■ How to complete this task
Repeat every record exactly, but omit the images.

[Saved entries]
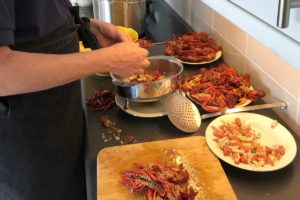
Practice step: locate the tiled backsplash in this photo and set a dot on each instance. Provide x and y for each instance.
(268, 72)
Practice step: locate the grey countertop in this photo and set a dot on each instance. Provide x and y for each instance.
(276, 185)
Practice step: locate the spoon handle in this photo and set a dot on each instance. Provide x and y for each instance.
(282, 106)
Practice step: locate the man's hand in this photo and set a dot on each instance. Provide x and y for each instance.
(107, 34)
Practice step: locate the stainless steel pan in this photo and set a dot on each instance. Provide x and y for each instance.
(167, 66)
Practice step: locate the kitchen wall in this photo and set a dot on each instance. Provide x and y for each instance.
(268, 71)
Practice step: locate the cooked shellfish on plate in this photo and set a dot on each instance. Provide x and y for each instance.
(253, 142)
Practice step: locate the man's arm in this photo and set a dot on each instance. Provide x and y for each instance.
(22, 72)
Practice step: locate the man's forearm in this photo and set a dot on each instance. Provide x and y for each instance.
(22, 72)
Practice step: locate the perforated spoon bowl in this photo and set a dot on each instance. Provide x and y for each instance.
(183, 113)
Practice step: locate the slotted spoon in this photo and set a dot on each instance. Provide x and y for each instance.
(183, 113)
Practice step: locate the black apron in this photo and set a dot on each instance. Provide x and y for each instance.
(41, 134)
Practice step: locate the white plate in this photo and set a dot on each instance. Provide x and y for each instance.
(218, 55)
(269, 136)
(247, 102)
(143, 109)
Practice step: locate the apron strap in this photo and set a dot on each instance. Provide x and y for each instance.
(88, 39)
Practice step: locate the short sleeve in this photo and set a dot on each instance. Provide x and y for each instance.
(7, 22)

■ Answer for this exercise
Practice step: locate the tiled backsplash in this photo and set a dot on each instance. Provide x and y for each instance.
(268, 72)
Practice step: locate the grey countertop in this photo and set a dot on each instance. Provide x and y for each instance.
(276, 185)
Practice step: locate the spoon handle in this photo and set a dot on each instance. Provide x and y for each instance.
(282, 106)
Practice step: locate the man's hand in this photo and set a dot on each instance. Provide x and y for each instance.
(107, 34)
Practice step: locate the stainless steel pan in this photo and set a dot on each instance. Provide x and y for each instance.
(167, 66)
Practice step: locate the kitchen wall in this photo and set a dot on each instance. Provide x and y for each instance.
(268, 71)
Practice step: locate the cooked shellfish on plate in this photo and set a dot on each instance. Provide x and y for each instance.
(253, 142)
Practice step: locate the man's arm in this photo and set a dot on each instance. Provide x and y for each instance.
(22, 72)
Practice step: locate the man's forearm in this photo and set a dot on each instance. Provide x and y for each instance.
(22, 72)
Practice step: locate the perforated spoon bowl in this photo and set a dot on each instance. Provide x and y for each instance.
(183, 113)
Practice step: locate the slotted spoon in this photo and set a dot on each instance. Provide x and y for each instance.
(183, 113)
Practice step: locate the black apron in this photo and set a dot on each instance. Provide x and y for each instance.
(41, 134)
Practice step: locate the white plate in this photo and set a dot on each instance. Provide x and y for each instance.
(218, 55)
(269, 136)
(247, 102)
(143, 109)
Practice step: locate the apron strap in this photo and set a dot on each instance. Provide x and y for each instance.
(88, 39)
Practice step: locate the short sleeve in this photo and set a dot on each instance. Provide x and y for each instance.
(7, 22)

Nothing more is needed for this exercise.